[Stored data entries]
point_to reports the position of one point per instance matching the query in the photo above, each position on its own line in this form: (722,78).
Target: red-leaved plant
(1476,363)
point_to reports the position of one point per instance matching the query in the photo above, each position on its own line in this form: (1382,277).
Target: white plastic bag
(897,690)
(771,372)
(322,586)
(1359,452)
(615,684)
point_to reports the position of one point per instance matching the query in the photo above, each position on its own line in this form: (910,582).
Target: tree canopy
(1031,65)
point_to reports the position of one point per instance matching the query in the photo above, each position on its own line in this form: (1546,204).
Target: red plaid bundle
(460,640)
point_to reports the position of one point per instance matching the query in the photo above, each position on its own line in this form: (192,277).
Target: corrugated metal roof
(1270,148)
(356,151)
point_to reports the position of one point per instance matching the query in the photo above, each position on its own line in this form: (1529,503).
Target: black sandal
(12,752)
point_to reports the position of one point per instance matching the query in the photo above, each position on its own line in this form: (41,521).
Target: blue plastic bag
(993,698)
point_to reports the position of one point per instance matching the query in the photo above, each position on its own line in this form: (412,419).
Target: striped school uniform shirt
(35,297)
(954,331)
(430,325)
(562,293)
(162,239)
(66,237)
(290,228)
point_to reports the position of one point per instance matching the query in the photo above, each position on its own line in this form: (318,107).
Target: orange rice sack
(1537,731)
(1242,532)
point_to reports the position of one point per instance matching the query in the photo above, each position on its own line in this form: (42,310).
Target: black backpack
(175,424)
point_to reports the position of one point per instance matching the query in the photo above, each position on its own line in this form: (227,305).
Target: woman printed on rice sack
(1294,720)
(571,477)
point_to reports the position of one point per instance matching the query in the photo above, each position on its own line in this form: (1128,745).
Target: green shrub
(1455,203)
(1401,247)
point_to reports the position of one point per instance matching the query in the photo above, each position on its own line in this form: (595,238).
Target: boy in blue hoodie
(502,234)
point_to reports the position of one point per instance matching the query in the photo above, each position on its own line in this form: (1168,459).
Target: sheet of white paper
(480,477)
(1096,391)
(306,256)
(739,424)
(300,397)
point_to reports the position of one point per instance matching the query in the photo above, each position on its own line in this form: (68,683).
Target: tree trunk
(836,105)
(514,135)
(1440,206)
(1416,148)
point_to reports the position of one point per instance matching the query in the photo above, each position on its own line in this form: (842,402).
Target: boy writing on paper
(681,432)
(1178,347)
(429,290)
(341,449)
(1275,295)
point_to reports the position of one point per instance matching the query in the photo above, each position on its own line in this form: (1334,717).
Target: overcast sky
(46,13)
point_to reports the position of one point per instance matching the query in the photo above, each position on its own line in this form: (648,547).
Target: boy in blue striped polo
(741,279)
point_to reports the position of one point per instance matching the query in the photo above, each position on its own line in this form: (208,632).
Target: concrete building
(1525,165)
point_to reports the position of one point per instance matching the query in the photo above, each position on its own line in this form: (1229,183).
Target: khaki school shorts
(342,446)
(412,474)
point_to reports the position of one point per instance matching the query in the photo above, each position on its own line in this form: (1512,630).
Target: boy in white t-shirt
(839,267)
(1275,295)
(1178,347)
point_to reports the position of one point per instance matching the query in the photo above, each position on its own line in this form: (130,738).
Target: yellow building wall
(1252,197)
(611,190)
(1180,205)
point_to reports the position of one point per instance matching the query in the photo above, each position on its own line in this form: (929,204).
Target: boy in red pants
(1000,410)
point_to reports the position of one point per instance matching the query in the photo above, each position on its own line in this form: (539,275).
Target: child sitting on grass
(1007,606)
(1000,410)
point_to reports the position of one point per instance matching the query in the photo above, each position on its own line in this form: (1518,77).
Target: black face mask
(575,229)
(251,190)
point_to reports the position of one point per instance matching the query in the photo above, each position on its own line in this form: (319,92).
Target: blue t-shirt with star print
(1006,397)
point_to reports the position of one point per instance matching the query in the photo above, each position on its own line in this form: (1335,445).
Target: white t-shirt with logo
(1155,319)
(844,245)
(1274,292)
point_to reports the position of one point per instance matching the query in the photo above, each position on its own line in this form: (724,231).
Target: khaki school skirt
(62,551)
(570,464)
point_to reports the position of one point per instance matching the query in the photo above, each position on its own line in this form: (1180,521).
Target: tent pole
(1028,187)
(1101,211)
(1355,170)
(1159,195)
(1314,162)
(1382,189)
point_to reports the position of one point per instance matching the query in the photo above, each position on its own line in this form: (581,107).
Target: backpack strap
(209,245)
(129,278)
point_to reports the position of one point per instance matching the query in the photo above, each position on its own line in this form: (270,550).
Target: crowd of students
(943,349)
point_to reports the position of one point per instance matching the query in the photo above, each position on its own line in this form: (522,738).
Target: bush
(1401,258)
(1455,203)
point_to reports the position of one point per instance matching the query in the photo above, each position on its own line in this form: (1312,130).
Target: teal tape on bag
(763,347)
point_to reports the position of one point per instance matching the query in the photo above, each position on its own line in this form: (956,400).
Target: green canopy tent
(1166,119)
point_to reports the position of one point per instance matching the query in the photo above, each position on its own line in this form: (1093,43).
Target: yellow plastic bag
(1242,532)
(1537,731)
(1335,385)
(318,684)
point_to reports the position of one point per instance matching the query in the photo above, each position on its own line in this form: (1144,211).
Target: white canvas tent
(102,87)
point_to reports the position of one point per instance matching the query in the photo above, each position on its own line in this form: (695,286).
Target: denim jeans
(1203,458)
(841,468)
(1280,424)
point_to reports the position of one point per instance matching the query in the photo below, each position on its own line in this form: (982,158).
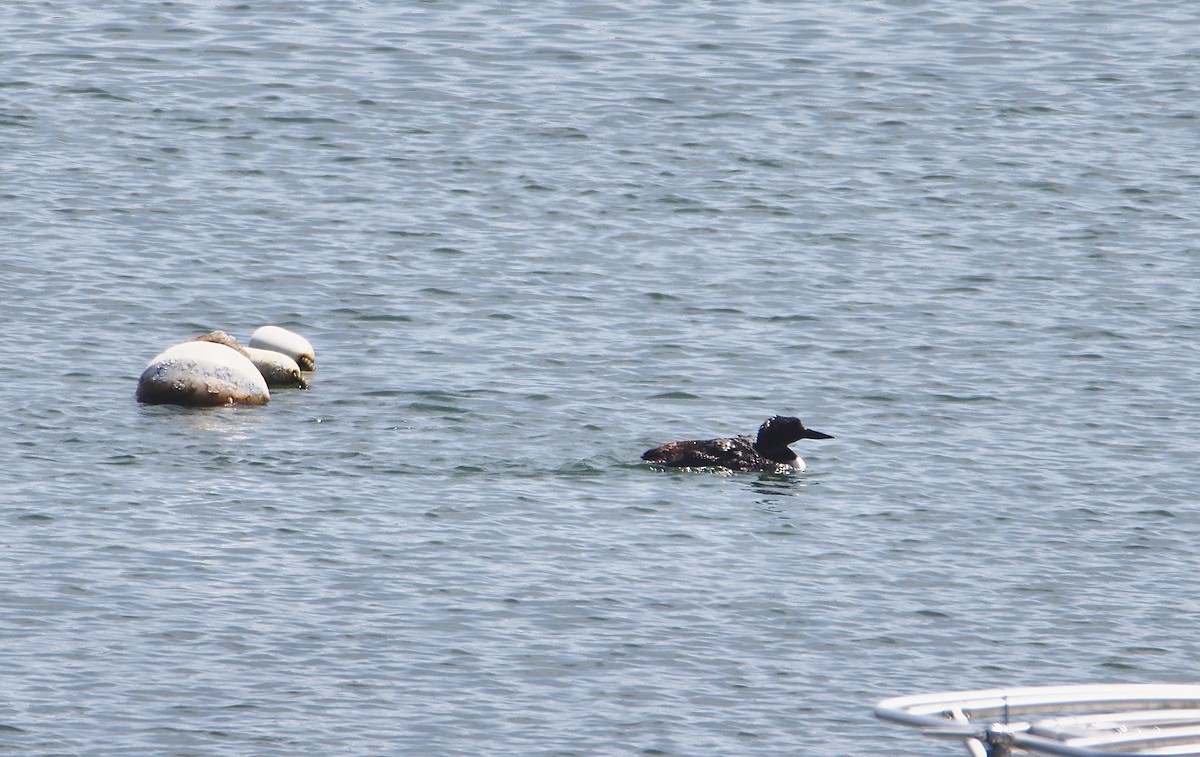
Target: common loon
(768,452)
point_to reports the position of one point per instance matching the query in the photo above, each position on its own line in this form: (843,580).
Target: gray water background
(529,242)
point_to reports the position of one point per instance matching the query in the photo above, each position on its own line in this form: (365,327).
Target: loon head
(778,432)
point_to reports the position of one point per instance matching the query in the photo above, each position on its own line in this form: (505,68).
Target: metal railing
(1119,720)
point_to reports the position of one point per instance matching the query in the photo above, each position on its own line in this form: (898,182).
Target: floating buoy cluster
(214,370)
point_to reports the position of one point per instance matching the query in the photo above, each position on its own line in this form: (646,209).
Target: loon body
(766,452)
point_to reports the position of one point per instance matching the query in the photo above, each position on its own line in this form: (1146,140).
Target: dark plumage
(768,451)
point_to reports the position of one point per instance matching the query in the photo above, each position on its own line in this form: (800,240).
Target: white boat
(1119,720)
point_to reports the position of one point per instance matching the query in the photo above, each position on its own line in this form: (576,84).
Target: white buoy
(287,342)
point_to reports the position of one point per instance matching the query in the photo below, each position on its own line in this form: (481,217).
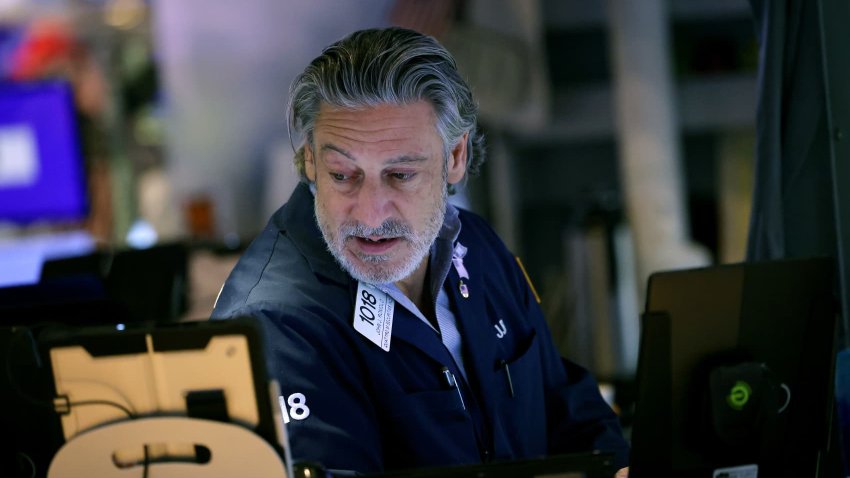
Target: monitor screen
(735,371)
(42,177)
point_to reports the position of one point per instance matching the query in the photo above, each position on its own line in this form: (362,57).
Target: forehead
(385,125)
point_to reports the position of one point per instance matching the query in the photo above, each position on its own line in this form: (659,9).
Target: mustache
(389,228)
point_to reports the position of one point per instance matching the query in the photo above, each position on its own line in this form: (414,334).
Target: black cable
(147,462)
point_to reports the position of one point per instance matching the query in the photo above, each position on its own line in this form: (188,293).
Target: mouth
(375,245)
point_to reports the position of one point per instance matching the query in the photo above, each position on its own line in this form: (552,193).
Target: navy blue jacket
(353,406)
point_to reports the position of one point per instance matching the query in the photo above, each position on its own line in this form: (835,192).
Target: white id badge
(373,315)
(744,471)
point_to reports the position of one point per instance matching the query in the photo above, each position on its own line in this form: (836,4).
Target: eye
(402,176)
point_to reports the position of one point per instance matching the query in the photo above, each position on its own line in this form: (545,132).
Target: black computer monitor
(735,372)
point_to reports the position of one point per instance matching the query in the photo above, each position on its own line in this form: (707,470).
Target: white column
(648,137)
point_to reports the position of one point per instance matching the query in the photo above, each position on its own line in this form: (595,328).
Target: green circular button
(739,395)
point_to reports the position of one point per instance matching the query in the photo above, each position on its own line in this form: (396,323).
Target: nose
(372,206)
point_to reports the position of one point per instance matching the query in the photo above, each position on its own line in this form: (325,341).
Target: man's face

• **Task to carry out**:
Set down only the lines running from the line with "this form: (325,341)." to the end of the entries above, both included, exactly as they stand.

• **Completed exercise**:
point_to reports the position of one point per instance matching the query in the photo above, each position on its own line in this form: (325,341).
Target: man's face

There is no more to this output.